─── Stored data ───
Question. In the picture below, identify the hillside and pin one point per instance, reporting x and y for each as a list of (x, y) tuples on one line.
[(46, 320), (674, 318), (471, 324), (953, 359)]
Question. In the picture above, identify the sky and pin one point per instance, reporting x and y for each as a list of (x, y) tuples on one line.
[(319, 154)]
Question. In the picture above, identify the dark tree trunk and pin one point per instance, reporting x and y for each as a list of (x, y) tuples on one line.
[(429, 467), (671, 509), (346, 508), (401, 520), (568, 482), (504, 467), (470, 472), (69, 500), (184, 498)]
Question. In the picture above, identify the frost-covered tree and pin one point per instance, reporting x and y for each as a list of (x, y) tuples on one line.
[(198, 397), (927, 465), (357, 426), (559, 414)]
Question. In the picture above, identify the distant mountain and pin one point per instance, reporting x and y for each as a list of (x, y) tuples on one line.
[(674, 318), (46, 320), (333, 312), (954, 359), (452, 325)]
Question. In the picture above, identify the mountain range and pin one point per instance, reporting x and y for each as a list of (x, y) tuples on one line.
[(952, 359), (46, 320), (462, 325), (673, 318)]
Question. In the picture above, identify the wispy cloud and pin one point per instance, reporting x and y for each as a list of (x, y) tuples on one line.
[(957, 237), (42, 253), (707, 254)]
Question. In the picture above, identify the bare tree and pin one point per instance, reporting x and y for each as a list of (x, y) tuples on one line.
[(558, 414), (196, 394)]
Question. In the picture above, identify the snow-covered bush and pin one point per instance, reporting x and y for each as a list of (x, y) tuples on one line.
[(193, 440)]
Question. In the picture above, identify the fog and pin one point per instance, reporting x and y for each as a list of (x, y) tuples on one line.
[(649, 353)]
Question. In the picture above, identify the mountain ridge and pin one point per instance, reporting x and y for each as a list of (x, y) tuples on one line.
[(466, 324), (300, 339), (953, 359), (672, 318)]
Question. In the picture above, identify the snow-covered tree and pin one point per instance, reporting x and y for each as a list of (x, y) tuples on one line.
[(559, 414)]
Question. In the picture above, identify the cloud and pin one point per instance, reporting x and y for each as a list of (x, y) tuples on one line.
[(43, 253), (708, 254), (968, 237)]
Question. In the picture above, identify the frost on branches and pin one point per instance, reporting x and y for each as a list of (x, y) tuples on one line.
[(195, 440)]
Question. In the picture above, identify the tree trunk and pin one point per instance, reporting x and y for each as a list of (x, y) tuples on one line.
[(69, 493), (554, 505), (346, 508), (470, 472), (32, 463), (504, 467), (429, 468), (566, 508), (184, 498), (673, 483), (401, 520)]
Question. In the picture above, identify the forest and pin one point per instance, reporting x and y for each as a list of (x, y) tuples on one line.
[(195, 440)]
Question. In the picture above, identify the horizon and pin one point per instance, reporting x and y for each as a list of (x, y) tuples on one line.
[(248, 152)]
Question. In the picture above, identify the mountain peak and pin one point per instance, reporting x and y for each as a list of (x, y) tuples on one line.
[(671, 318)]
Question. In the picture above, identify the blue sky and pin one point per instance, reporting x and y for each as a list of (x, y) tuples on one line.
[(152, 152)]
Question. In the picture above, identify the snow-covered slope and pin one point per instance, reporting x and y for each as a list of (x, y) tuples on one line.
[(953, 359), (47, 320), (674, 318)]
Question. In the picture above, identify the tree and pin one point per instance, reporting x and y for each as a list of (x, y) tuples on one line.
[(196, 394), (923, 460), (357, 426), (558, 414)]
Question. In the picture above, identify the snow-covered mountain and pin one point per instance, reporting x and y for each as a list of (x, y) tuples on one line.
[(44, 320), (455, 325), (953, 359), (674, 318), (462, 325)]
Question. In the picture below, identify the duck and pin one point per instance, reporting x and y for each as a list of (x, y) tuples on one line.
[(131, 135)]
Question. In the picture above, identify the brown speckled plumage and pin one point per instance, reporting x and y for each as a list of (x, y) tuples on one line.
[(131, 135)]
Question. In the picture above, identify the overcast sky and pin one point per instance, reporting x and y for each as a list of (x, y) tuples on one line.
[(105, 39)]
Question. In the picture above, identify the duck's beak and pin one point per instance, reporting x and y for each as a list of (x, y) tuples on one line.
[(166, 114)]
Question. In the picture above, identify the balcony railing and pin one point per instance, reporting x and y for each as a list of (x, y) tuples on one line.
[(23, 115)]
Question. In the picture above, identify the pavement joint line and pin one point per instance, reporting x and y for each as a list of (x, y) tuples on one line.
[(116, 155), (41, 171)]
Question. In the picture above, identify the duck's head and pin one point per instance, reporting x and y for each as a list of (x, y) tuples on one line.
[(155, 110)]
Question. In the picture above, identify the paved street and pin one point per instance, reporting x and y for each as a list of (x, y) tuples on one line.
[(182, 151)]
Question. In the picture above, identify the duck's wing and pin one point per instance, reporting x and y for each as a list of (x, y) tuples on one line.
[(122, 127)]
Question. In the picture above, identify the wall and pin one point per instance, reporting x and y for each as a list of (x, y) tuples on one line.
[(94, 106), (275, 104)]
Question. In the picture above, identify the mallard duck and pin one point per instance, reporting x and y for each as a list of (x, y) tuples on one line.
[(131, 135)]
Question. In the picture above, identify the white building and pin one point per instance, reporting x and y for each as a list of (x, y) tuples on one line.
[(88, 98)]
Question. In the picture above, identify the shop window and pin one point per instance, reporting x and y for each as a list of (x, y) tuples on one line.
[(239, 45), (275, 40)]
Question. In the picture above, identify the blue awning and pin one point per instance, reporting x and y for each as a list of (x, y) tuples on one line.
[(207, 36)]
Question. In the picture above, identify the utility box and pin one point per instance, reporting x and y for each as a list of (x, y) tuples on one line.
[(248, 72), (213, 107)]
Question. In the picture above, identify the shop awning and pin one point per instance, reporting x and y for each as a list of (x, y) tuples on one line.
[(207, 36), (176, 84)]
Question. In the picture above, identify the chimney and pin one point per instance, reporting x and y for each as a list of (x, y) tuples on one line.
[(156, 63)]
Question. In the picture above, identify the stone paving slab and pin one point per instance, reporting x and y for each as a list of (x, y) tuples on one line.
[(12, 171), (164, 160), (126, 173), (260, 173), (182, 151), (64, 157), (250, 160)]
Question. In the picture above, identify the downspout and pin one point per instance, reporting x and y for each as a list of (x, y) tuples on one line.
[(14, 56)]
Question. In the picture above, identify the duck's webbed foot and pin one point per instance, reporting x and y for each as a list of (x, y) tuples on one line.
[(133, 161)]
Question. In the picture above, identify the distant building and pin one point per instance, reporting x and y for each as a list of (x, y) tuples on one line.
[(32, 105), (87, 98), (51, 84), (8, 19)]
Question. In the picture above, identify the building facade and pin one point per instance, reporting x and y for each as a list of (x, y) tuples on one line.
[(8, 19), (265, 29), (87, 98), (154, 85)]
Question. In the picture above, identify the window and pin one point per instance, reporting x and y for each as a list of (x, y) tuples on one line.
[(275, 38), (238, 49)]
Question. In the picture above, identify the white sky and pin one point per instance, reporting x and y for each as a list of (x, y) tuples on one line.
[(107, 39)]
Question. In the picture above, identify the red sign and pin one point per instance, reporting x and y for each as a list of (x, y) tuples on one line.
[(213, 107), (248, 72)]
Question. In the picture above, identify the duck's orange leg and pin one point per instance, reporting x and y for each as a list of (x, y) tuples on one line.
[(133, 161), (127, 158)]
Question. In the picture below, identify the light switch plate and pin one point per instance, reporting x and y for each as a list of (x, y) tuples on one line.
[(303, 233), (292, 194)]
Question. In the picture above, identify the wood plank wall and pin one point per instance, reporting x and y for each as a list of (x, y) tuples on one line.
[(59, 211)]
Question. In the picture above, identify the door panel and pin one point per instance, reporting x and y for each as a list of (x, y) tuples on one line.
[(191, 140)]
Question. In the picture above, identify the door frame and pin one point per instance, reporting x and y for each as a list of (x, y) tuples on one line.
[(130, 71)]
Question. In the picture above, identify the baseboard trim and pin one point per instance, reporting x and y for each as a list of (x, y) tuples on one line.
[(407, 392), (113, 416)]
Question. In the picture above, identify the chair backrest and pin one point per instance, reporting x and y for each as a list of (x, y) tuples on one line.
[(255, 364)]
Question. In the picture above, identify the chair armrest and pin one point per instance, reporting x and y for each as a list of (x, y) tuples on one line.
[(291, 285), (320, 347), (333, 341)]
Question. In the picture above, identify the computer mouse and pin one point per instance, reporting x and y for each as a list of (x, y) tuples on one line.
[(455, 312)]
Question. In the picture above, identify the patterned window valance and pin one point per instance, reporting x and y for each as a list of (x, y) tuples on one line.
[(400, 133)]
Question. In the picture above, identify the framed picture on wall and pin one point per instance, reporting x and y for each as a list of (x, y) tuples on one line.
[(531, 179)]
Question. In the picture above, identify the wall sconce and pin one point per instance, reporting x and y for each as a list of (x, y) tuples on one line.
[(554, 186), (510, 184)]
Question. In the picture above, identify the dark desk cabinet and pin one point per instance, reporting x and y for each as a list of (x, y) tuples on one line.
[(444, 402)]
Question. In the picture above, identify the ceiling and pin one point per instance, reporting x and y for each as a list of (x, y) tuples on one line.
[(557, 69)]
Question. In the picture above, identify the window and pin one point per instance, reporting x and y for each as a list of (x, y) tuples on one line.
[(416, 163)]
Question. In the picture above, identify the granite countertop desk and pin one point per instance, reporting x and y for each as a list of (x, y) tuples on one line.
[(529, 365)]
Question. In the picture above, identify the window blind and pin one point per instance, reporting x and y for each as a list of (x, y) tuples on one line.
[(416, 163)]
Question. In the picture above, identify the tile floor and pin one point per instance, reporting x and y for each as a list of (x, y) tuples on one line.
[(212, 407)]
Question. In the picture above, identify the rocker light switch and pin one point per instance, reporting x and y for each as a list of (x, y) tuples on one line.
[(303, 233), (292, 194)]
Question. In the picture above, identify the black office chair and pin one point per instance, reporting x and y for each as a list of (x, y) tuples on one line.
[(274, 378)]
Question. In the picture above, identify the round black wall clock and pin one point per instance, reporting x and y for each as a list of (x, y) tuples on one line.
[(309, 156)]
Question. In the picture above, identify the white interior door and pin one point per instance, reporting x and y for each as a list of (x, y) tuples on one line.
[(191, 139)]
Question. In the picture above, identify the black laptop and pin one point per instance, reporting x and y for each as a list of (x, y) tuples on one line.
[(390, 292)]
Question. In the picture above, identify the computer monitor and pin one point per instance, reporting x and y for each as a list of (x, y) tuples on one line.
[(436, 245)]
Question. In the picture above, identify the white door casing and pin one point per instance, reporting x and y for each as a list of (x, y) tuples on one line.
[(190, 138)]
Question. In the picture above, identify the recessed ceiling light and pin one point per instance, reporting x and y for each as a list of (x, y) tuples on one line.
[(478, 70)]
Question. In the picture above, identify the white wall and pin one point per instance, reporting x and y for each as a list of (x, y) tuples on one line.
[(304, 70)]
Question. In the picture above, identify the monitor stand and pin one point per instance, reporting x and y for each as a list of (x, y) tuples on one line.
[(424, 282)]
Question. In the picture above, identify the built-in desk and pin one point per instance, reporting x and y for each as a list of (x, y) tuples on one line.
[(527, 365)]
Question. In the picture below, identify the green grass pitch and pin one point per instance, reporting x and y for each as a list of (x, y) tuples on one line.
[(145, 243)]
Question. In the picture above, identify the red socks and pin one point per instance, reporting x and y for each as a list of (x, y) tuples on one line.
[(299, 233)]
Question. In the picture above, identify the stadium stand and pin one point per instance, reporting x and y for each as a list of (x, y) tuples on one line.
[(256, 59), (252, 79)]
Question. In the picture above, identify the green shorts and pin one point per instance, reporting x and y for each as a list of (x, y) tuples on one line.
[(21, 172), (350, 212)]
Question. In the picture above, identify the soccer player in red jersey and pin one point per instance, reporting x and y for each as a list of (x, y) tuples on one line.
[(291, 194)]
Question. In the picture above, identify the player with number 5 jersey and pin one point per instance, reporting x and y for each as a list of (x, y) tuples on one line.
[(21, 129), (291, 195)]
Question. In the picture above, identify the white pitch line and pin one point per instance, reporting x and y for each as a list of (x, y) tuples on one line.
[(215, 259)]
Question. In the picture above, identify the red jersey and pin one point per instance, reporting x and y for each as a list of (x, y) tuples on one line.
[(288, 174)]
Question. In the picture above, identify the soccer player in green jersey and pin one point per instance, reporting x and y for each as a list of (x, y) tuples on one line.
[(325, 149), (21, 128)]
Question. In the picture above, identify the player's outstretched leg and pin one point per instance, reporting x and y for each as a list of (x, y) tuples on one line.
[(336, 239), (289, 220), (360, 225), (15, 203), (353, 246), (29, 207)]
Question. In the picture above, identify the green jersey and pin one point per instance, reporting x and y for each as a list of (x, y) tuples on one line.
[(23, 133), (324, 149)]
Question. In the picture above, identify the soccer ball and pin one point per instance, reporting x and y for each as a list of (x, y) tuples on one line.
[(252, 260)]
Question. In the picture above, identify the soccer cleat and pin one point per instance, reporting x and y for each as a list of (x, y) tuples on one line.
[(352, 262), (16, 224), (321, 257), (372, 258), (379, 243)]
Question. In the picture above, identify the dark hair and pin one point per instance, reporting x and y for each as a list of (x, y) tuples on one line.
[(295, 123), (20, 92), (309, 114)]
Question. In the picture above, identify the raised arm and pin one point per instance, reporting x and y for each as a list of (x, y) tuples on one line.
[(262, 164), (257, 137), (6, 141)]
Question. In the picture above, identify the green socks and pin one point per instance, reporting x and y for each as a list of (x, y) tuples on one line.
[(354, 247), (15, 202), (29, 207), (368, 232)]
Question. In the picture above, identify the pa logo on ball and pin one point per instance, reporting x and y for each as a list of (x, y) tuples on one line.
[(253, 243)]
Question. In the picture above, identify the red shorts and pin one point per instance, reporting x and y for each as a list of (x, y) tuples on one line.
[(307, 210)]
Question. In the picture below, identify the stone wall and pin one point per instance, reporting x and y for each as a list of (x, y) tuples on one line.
───
Work instructions: Reproduce the records unchanged, from the line with "Question. In the picture above, identify the wood" up to and including the line with "[(191, 140)]".

Finished task:
Question. In the picture above, identify the wood plank wall and pin one point per instance, reporting x and y for each as a list of (x, y) tuples on one line.
[(59, 211)]
Question. In the picture above, identify the door panel and pin one point per instance, reporting x and y for each as a list of (x, y) tuples on one line.
[(191, 140)]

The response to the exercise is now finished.